- _EXERCISES TO COMPLETE_
1. Answer these questions using the clinical trials platform text:
(a) Who is leading the planned efficient clinical trials platform?
(b) In traditional clinical trials, what is a potential treatment compared to?
(c) By how much has this type of platform been shown to cut research timelines?
2. Copy the part of the clinical trials platform text that opens with the words containing "Our new ‘efficient" and closes with "to 5 years.", replacing "streamline" with "speed up".

- _PAGE TEXT_
Dr Emma Gray is our Head of Clinical Trials. She gives us the low-down on the planned efficient clinical trials platform that will help us test potential treatments for MS more quickly and cheaply.

Stepping up the pace of research

Our number one goal is for everyone with MS to have effective treatments to slow, stop and one day reverse disability progression. Although we've made great progress in finding treatments for relapsing MS, there's still nothing widely available for people with progressive MS that could slow or stop progression.

So we’re stepping up the pace of research.

We're planning a new ‘efficient clinical trials platform’, led by Professors Jeremy Chataway and Max Parmar from University College London. The platform is designed to develop treatments up to three times faster than we currently do. 

Speeding up the development of new treatments for MS

In traditional clinical trials, a potential treatment is compared to a placebo (dummy drug) or existing treatment. This is effective, but not always efficient. We can only test one drug at a time, it takes a long time and is very expensive.

Our new ‘efficient clinical trials platform’ will streamline the process. It will provide a structure to test new and repurposed drugs (those that are already used in other conditions) more quickly and cheaply.

The benefits of the clinical trials platform

This type of clinical trials platform has been shown to reduce research timelines from 15 years to 5 years.

  • Instead of stopping and starting separate trials all the time, we'll have a rolling programme. We'll be able to quickly add new treatments as they're discovered and stop testing drugs that aren’t working.
  • We’ll be able to test multiple drugs at once, increasing the chances of finding one that works
  • With many arms in the trial we'll be able to try out combinations of treatments.

Progress so far

A group of clinicians, statisticians and other researchers, as well as people living with MS, have been working hard to design the platform. They've identified several promising treatments that could be the first to be tested in the platform. Other projects have included:

  • refining a set of measures to tell us when drugs might be working
  • the statistics needed for a trial like this
  • what infrastructure is needed to recruit and engage people with MS.

- _ENTRIES PROVIDED_
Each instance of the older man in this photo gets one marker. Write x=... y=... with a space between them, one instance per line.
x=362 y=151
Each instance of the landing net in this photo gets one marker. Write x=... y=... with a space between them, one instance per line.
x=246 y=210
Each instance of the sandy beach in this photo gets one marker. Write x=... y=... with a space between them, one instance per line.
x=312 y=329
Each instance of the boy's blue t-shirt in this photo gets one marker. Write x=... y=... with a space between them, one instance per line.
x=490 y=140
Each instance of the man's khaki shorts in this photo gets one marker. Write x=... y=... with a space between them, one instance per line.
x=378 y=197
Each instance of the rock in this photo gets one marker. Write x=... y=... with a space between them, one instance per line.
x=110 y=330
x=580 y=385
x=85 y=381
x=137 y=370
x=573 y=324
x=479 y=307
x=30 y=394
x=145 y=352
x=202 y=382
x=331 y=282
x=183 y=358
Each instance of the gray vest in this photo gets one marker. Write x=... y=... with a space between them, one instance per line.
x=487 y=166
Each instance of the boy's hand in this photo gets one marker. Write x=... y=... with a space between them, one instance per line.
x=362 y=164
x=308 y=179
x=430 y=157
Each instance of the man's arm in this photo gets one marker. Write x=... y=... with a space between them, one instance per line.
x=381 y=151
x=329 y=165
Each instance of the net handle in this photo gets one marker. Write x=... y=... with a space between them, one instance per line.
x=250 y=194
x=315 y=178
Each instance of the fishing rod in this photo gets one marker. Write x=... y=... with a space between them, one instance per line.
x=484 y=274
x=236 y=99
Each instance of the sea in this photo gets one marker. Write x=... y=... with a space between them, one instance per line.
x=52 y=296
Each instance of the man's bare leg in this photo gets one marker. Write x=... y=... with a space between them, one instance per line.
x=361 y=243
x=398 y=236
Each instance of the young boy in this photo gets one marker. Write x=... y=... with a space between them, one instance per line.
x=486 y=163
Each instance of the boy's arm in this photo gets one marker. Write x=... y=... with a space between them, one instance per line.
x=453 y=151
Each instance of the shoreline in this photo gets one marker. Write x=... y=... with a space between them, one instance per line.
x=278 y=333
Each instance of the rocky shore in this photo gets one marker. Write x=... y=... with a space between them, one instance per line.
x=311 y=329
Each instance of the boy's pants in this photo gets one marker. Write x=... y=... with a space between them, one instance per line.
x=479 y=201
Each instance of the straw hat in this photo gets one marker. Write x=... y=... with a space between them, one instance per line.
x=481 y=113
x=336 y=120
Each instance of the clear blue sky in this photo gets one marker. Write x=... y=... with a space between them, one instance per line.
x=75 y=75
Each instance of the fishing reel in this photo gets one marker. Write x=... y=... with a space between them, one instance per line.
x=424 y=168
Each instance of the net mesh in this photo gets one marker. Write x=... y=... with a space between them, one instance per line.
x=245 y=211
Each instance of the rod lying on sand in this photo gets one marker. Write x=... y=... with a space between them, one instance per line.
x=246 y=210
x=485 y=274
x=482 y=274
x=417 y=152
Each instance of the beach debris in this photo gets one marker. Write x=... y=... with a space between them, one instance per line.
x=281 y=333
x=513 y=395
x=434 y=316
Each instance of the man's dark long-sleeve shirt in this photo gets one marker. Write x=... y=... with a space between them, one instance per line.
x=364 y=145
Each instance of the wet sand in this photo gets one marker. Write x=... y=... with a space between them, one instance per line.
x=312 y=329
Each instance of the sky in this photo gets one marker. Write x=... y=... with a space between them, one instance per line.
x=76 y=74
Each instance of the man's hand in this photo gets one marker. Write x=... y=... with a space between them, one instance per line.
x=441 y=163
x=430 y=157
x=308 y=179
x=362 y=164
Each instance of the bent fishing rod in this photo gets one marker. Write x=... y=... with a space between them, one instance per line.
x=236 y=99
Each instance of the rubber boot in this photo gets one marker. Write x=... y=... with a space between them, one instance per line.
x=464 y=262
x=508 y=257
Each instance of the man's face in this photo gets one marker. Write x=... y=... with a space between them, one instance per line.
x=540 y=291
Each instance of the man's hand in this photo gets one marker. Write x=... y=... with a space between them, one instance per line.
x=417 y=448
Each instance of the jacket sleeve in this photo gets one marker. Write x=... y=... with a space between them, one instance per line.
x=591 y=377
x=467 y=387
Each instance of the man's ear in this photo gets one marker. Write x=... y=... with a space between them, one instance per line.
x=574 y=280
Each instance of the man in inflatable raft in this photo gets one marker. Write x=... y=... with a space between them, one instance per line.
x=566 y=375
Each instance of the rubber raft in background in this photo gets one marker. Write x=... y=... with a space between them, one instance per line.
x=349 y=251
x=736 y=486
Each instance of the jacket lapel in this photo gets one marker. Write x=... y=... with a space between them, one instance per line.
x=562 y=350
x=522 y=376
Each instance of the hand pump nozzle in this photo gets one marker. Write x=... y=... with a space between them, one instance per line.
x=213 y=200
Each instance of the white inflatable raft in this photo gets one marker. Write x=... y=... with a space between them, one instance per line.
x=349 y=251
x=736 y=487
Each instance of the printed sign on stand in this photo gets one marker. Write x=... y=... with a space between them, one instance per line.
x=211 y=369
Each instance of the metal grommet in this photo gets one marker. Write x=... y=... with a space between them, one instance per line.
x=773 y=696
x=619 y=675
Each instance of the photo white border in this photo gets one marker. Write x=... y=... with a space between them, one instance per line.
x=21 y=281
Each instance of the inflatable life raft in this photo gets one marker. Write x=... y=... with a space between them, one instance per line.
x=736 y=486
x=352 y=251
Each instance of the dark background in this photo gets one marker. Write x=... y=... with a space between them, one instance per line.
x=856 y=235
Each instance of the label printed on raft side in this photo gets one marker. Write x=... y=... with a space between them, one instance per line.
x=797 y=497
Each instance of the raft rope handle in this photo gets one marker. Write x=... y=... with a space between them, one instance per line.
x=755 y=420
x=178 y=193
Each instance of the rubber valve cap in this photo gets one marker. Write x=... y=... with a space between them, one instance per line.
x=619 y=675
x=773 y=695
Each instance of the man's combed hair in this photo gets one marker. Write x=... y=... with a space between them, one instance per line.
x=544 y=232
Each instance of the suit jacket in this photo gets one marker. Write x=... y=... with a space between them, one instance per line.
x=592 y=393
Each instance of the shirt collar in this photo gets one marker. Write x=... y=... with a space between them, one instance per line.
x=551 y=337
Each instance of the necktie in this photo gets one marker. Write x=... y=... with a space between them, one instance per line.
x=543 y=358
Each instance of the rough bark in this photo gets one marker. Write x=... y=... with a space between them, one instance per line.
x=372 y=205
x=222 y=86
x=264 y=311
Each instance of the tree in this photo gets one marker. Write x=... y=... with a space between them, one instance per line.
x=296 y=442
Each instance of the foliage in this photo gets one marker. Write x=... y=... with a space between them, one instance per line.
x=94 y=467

- _ANSWERS BY TASK_
1.
(a) Professors Jeremy Chataway and Max Parmar from University College London.
(b) A placebo (dummy drug) or an existing treatment.
(c) From 15 years to 5 years.

2.
Our new ‘efficient clinical trials platform’ will speed up the process. It will provide a structure to test new and repurposed drugs (those that are already used in other conditions) more quickly and cheaply.

The benefits of the clinical trials platform

This type of clinical trials platform has been shown to reduce research timelines from 15 years to 5 years.